* Begin ARTICLE *

Porsche 911 Carrera Air Conditioning Maintenance and Recharge

Time:

1 hour1 hr

Tab:

$25 to $750

Talent:

**

Tools:

Air conditioning pressure gauge, specialized AC equipment

Applicable Models:

Porsche 996 Carrera models (1999-05)
Porsche 997 Carrera models (2005-12)

Parts Required:

R134a recharge kit

Hot Tip:

Don't use non-134a replacement refrigerant

Performance Gain:

Better cooling during the summer months

Complementary Modification:

Replace main accessory belt

On any car, the AC system is a complicated beast. This project is not intended to be a repair manual for your AC system, but to serve more as a guide on how the system works and the maintenance involved with its upkeep.

Almost all air conditioning systems work on the theories of thermodynamics, whereby heat flows from a warmer surface to a colder one. Heat from inside the car is transferred to the cold metal fins of the evaporator. The refrigerant in the system picks up the heat from the evaporator and takes it to the compressor. The gas is then pressurized, which concentrates the heat by raising the temperature of the refrigerant gas. The gas is then sent to the condenser. The condenser cools the refrigerant and turns it back into a liquid from a gas. The liquid is then sent to the receiver-dryer, where any water vapor that may have formed in the system is removed. The receiver-dryer also acts as a storage container for unused fluid. From the receiver-dryer, the liquid flows into the expansion valve, which meters it into the evaporator located inside the car. Here the liquid absorbs heat and becomes a low-pressure gas. This evaporation, or boiling of the refrigerant, absorbs heat just like a boiling pot of water absorbs heat from the stove. As heat is absorbed, the evaporator is cooled. A fan blows air through the evaporator and into the cockpit of the car, providing the cooling effect.

The compressor pumps the refrigerant through the entire system. An electromagnetic clutch on the compressor turns the AC system on and off. In addition to cooling the car, the system also removes water vapor from the ambient air via the cooling process. It is not uncommon to find a small puddle of water underneath your car from the condensation of the air conditioning system. A thermostat control on the evaporator keeps the condensation in the evaporator from freezing and damaging the unit.

So what can be done to maintain and protect the system from deterioration? First and foremost, the air conditioning system should be operated at least once a week if the outside temperature is above 50 degrees Fahrenheit. This will circulate the refrigerant in the system and helps keep all the seals in the system from drying out. Most failures are caused by refrigerant leaking out of the system and can be prevented by making sure that the system is run frequently.

The belt that runs off of the main crankshaft operates the AC compressor. If you think that you might be having problems with your compressor, check the condition of the belt first. Turn on the system, and check to make sure that the electromagnetic clutch is engaging. If not, then you may need to replace it. Check the power connection to make sure it is live before replacing. The system also has a pressure switch located right next to the high-pressure port in the front cowl area, which will shut it off if the pressure inside the system is too high or too low. Check the pressures in the system and/or the operation of this switch if you're having A/C problems.

Refilling AC Systems

The biggest problem with AC systems is a loss of refrigerant. Luckily, the replacement and top-off of refrigerant is a relatively easy task. All 911 Carreras use R134 refrigerant, which can be purchased inexpensively at your local auto parts stores. The Carrera air conditioning system capacity is 850 grams (30 oz) of R134. In addition, the compressor needs a synthetic lubricant for proper operation. If you're filling a completely empty system, add 195 ml (6.6 ounces) of ND 8 refrigerant oil.

* End ARTICLE *
* Begin RECORDED INFORMATION *

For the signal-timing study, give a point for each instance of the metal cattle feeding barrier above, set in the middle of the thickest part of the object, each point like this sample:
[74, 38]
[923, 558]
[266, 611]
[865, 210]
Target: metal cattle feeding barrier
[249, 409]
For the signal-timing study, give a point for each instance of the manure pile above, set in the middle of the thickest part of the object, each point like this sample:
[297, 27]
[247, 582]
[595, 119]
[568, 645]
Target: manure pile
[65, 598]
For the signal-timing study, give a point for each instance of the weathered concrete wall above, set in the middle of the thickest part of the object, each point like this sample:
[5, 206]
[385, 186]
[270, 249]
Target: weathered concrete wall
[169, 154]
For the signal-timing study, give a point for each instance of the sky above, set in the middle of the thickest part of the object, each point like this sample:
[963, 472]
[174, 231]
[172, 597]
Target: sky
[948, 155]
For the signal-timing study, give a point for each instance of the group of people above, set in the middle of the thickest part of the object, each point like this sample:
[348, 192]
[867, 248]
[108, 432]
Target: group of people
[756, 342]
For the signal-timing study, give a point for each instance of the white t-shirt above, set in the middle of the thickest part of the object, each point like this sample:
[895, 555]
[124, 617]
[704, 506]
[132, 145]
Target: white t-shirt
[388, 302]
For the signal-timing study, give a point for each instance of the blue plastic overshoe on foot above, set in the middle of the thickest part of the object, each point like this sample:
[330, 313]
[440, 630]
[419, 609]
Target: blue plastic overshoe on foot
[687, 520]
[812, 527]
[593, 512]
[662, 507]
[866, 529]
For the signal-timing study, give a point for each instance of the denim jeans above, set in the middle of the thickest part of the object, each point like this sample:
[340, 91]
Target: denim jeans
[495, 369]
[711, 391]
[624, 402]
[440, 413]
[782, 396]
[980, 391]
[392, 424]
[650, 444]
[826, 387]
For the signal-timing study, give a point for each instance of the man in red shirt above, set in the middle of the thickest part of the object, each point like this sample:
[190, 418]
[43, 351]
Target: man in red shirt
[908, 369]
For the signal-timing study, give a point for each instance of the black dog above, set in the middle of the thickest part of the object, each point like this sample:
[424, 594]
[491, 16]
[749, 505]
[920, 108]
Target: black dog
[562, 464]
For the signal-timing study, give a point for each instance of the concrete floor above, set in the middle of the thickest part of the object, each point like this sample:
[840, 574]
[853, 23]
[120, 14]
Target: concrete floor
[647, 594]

* End RECORDED INFORMATION *

> _EXERCISE_
In the Porsche 911 air conditioning article, rewrite the passage starting at "The belt that" and ending at "having A/C problems.", changing "electromagnetic clutch" to "magnetic clutch".

> _PROBLEM SOLUTION_
The belt that runs off of the main crankshaft operates the AC compressor. If you think that you might be having problems with your compressor, check the condition of the belt first. Turn on the system, and check to make sure that the magnetic clutch is engaging. If not, then you may need to replace it. Check the power connection to make sure it is live before replacing. The system also has a pressure switch located right next to the high-pressure port in the front cowl area, which will shut it off if the pressure inside the system is too high or too low. Check the pressures in the system and/or the operation of this switch if you're having A/C problems.